* GIVEN EXERCISE A *
Reproduce verbatim from the association blog entries the passage that begins with the words containing "#7: Playing to" and ends with "might be asking?".
* GIVEN EXERCISE B *
Continue the association blog entries from the point at which they stop.

* DOCUMENT TEXT *
##########

June 23, 2008

#9: Championing an Idea and Gaining Buy-In

Saw an interesting piece in the ASAE Communication Section newsletter today. It discusses gaining buy-in for your ideas and gives tips on how to get the managers, executives and boards on board with your idea.

Another interesting piece that I have seen recently deals with learning how to champion an idea - a similar topic to what's above.

Check out both to learn more about working effectively with the leaders of your organization to get things done.

June 18, 2008

#8: Association Foum of Chicagoland Annual Meeting

I attended the Association Forum of Chicagoland's Annual Meeting yesterday, and it was a really great event. Hearing the outstanding keynotes, as well as receiving the knowledge that was shared in the breakout sessions, I feel a great deal more enthused and excited to continue in making change at my organization.

A quick note to those of you who have not heard Martha Rogers speak - try your best to hear her! The information that she shared in changing the way your are looking at the value of your members/customers was really outstanding to hear, and information that I have not gleaned from other speakers in the past. The fact that your members/customers are the MOST VALUABLE thing your association produces is a very simple concept, but one I hadn't really thought about in the same way that it was relayed to us in the closing session. It's not your products, your programming, it's not your publications - it's your members!

Rogers also really pushed the fact that we as association professionals cannot underestimate the fact that we need to give our members/customers what they want, when they want it, to truly market to them effectively. The way she put it - interact, remember, respond. We need to have a good institutional memory, and when they tell us XX is what they want, we need to provide it to them.

Anyway, thanks to everyone who made the day possible, and if you are an association professional, you should seriously take a look at this meeting when planning your professional development for next year!

June 12, 2008

#7: Playing to Your Strengths

So I am a TV buff - I watch a lot of it, and have a great deal of favorite shows. They range from comedy to drama to reality. Why am I telling you this, you might be asking?

Last night, while I was watching Top Chef, one of the contestants said something that I thought was quite interesting and very applicable to our work in Associations. He said that what a lot of people don't understand about Top Chef is that you have to take the challenge and bend it to your strengths. He said that too many people change their whole philosophy to meet the challenge that is presented to them rather than using their strengths to overcome the challenge.

As I thought about that statement, I came to the conclusion that there were a great deal of practical applications to our work.

We face challenges everyday, including in our component relations work, volunteer management, communications work, legal work, member services work, and as executives. My opinion is that it is how we handle those challenges and bend them to our stengths that determines whether our organizations are successful.

Over the past year or so, the publication of our organization was restructured and its mission was changed to fit more into the mission of the organization. In the past, it shared a lot of information about the organization, and provided information about our components written by them.

The challenge: how could we change the mission of the publication without totally making our members upset that it wasn't the same as it had been for nearly 100 years? One of our biggest strengths is that we are committed to our mission, and driven to achieve it on a daily basis.

Since the publication wasn't aligning to our mission as it was structured, and in order for it to align more appropriately, the organization's leadership realized that it needed to include more compelling stories that educated, inspired and entertained the members.

##########

* DATA PROVIDED *
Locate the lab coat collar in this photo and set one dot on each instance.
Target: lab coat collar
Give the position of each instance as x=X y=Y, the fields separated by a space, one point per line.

##########

* FINAL RESULT A *
#7: Playing to Your Strengths

So I am a TV buff - I watch a lot of it, and have a great deal of favorite shows. They range from comedy to drama to reality. Why am I telling you this, you might be asking?

* FINAL RESULT B *
So, we met the challenge by utilizing the strengths that we possessed as staff members to write compelling stories that educated, inspired and entertained our members in areas that they could use in their day to day lives, thus aligning our publication perfectly with our organization's mission.

Since the realignment of the publication to meet the challenge that the organization faced, we have received a GREAT deal of very positive feedback, and we have been able to push the organization's mission much more easily without really putting it in the members' face over and over.

They are getting it, and it's because we were able to bend the challenge to our strengths and meet that challenge by doing so.

While we DID change what we were doing to meet the challenge, we really utilized our strengths as writers and as an organization that adheres to its mission to meet the challenge that was in front of us (i.e. we bent the challenge to our strengths.) I think this fits in well to what my favorite Top Chef said last night on the show...

June 11, 2008

#6: Volunteer Management

Volunteer management is obviously a huge aspect of what we do in associations and non-profits. As someone who has worked in volunteer management/component relations for the past two years, and has recently moved back to a communication-specific position, I have found that there are a number of things to keep in mind when doing volunteer management and component relations work.

1. Set expectations up front of both the staff member and volunteer.
2. Continually go back and examine whether you as a staff member and the volunteers are living up to the expectations that were set at the beginning.
3. Set goals that are SMART (specific, measurable, attainable, realistic, and timely) for your volunteers to accomplish.
4. Set up small wins for them to accomplish as they are working toward their goals.
5. Communicate regularly, but don't OVERcommunicate with volunteers.
6. Learn how to effectively utilize two-way communication - learn to LISTEN to your volunteers' needs.
7. Listen to Seth Godin's e-mail checklist when communicating with volunteers
8. Be sure to regularly recognize your volunteers with praise. (Remember to praise publicly and confront privately!)

Discussion Details:
  • Learning to manage volunteers is something that all of us as future association professionals need to know about, as it is an essential part of association work. Using the tips above, as well as some of the links below will help you to accomplish this.
Quick Links:

June 10, 2008

#5: Innovation

Saw a show last night on CNBC about Innovation that I wanted to share - check out http://innovation.cnbc.com/ to see a review of a few of the different shows, and to see more about the programming on the channel.

# 4: High Profile Members

As I worked today, I realized that we have really had good relationships with many of our highest profile members. As I thought about why, I came to a conclusion that it is because we have great member loyalty. For the most part, our members have a great affinity toward our organization.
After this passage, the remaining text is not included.